Excerpts from point annotation data

---------------

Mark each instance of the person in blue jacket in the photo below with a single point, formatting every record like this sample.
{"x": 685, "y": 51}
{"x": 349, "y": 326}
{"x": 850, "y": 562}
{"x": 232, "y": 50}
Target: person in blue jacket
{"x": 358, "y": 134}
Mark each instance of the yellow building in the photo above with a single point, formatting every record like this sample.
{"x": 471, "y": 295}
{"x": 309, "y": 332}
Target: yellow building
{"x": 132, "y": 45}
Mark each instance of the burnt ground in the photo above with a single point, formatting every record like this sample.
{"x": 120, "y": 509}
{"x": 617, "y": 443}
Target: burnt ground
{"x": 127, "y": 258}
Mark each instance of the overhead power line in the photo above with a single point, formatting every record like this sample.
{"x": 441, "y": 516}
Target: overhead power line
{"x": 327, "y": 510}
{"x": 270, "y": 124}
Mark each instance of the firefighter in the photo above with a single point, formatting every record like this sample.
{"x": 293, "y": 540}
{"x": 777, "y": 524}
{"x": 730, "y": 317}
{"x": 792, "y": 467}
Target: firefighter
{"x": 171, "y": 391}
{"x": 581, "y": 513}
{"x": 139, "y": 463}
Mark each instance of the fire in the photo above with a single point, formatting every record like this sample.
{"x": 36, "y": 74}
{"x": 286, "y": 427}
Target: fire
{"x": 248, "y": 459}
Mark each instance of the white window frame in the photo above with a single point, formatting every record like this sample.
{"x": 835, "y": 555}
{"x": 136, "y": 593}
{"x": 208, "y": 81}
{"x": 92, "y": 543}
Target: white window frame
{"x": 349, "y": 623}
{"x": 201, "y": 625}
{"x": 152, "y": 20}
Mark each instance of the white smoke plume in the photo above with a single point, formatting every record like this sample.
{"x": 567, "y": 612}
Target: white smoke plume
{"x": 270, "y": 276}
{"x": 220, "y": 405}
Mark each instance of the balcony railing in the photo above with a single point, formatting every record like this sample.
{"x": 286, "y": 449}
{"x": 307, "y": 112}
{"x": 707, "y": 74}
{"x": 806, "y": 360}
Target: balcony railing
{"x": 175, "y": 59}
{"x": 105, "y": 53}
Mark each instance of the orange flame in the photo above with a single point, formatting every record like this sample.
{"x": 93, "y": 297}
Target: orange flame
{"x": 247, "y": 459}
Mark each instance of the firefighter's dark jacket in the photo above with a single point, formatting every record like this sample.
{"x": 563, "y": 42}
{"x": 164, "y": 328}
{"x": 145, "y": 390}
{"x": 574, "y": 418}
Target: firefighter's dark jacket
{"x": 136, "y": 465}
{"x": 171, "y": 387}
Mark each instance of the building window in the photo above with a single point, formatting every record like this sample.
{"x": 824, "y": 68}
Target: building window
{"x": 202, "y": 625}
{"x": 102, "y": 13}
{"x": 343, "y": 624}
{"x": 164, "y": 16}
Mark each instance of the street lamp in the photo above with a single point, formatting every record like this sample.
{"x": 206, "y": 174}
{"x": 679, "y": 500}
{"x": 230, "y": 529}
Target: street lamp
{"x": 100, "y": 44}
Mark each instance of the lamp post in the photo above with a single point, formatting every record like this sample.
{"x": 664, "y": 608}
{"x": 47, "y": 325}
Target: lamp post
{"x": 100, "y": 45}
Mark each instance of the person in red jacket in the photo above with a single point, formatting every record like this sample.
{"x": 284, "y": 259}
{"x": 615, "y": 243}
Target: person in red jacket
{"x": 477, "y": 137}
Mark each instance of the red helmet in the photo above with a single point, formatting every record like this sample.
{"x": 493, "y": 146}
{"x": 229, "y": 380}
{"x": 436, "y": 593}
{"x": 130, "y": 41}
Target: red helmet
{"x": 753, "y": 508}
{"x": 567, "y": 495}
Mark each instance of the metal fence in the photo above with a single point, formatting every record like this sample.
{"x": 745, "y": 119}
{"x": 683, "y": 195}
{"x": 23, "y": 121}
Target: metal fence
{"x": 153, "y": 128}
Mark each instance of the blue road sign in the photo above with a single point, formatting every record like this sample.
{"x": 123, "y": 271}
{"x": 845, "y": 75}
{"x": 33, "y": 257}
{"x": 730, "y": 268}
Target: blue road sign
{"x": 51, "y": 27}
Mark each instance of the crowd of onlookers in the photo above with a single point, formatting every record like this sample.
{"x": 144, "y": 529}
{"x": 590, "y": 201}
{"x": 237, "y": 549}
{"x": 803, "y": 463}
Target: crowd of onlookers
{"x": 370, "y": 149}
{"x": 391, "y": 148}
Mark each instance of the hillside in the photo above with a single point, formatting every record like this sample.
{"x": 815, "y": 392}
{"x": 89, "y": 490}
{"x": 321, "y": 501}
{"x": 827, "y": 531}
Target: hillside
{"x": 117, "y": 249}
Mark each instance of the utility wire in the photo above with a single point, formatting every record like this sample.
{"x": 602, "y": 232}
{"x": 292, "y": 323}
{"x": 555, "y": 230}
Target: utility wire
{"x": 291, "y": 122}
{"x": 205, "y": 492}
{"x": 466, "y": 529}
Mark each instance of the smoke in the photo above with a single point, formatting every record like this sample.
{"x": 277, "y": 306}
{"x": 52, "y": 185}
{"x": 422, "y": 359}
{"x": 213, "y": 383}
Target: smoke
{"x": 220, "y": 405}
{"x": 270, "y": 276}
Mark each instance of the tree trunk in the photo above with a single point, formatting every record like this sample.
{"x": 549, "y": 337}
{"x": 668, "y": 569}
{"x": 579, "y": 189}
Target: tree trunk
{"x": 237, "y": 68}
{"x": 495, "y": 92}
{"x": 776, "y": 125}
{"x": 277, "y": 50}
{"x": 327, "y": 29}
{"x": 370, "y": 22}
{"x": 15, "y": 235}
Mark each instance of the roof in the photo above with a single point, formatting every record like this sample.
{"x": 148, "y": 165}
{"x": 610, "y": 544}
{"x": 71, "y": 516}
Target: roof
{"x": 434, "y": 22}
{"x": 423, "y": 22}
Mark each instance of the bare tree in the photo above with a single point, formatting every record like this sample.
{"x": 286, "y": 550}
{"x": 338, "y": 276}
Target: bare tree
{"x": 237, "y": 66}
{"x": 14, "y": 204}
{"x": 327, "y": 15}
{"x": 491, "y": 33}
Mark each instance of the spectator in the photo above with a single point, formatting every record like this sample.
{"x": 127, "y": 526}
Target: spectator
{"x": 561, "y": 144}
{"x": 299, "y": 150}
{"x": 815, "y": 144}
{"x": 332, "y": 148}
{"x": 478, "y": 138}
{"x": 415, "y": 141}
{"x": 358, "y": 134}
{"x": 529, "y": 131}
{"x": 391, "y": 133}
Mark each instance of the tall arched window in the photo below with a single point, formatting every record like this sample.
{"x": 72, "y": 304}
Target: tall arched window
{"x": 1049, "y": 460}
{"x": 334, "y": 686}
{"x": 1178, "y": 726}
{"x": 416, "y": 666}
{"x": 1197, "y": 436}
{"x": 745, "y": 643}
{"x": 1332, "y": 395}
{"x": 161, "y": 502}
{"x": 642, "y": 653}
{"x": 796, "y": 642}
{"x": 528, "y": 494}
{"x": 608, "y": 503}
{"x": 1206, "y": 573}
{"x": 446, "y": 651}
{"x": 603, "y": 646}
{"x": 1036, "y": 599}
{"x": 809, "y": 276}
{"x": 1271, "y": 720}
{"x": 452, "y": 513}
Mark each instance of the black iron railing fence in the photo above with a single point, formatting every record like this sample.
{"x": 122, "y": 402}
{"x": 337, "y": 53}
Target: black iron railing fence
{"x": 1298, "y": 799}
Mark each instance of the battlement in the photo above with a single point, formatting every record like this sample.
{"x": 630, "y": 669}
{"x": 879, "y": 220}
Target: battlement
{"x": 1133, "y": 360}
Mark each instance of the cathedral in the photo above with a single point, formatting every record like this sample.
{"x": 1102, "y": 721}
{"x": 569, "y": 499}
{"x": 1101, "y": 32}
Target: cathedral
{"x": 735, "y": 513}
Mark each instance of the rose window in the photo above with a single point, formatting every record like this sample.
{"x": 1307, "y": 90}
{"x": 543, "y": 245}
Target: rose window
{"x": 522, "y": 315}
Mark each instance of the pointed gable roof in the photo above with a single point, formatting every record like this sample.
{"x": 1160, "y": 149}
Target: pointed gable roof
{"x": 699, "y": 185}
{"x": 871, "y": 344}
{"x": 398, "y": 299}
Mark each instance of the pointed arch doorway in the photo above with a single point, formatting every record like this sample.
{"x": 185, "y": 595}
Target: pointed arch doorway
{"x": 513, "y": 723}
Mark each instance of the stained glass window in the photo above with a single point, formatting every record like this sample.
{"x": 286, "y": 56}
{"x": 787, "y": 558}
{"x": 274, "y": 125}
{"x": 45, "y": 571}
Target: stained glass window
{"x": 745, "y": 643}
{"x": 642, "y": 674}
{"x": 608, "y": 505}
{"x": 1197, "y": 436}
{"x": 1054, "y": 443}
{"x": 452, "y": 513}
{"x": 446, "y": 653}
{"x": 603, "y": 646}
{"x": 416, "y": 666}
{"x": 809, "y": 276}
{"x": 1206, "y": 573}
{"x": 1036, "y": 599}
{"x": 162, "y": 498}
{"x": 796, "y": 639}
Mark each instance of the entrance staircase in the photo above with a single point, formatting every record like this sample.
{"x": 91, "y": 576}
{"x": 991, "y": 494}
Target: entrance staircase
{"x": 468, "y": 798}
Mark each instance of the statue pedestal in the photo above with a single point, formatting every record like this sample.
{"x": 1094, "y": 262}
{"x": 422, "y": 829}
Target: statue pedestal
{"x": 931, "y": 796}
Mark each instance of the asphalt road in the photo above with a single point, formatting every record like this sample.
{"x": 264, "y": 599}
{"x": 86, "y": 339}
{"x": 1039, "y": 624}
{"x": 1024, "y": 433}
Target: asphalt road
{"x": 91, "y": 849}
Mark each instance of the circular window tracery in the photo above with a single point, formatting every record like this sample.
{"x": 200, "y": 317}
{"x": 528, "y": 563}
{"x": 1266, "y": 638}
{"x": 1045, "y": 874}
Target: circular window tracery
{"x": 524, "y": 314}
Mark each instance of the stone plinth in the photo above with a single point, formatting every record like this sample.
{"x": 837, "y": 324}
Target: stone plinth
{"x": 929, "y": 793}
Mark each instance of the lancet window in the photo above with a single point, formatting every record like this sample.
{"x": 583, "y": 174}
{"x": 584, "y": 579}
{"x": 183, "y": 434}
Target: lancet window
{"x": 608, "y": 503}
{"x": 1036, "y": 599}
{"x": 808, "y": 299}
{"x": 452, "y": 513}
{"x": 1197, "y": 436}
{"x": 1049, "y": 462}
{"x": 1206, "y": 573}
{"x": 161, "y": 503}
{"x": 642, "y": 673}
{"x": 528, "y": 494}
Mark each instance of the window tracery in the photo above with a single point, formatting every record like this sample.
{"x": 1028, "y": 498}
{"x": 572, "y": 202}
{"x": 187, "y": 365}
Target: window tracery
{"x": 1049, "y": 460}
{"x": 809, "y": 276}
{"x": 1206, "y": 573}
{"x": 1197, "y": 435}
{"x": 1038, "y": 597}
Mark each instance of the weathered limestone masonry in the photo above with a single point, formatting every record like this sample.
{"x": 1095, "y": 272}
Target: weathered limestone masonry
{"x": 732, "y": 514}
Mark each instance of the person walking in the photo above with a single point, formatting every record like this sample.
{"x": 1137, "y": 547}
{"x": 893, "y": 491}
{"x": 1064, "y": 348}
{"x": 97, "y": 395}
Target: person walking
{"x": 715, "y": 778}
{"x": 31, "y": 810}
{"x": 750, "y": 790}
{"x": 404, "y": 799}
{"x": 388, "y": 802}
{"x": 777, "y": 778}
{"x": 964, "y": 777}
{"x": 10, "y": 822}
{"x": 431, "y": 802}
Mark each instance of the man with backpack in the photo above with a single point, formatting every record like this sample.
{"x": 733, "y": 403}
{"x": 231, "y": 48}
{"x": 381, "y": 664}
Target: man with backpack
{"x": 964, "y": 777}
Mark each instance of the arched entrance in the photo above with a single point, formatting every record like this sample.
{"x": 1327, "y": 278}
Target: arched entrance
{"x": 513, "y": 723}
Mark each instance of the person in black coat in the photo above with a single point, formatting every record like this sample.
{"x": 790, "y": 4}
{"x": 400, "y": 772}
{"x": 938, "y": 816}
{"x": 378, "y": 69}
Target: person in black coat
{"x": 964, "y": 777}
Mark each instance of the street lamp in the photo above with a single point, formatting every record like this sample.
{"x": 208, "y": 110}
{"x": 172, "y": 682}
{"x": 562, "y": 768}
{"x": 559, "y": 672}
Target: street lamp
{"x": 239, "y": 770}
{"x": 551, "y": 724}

---------------

*CHALLENGE*:
Write out the lines above from the one containing "Mark each instance of the weathered" through the last, exactly as they are.

*PROBLEM SOLUTION*:
Mark each instance of the weathered limestone masonry in the photo above with a single point, formatting every record like this sample.
{"x": 1095, "y": 272}
Target: weathered limestone masonry
{"x": 732, "y": 514}
Mark each instance of the person walking in the photo above with a single point, formatting every record like this sample.
{"x": 1137, "y": 547}
{"x": 893, "y": 491}
{"x": 1064, "y": 348}
{"x": 97, "y": 395}
Target: person walking
{"x": 715, "y": 778}
{"x": 31, "y": 810}
{"x": 750, "y": 790}
{"x": 404, "y": 799}
{"x": 388, "y": 802}
{"x": 777, "y": 778}
{"x": 964, "y": 777}
{"x": 10, "y": 822}
{"x": 431, "y": 802}
Mark each instance of the man with backpack in the photo above with a single point, formatting every record like this sample.
{"x": 733, "y": 403}
{"x": 231, "y": 48}
{"x": 381, "y": 664}
Target: man with backpack
{"x": 964, "y": 777}
Mark each instance of the arched entrance in the photo above with a single point, formatting every record like this sample.
{"x": 1327, "y": 278}
Target: arched entrance
{"x": 513, "y": 723}
Mark each instance of the person in black coat in the photo above with a single point, formatting every record like this sample.
{"x": 790, "y": 4}
{"x": 400, "y": 772}
{"x": 938, "y": 816}
{"x": 378, "y": 69}
Target: person in black coat
{"x": 964, "y": 777}
Mark each instance of the street lamp in the photo above with a single point, formatting every record like this sample.
{"x": 208, "y": 110}
{"x": 172, "y": 682}
{"x": 562, "y": 768}
{"x": 559, "y": 672}
Target: street lamp
{"x": 239, "y": 770}
{"x": 551, "y": 724}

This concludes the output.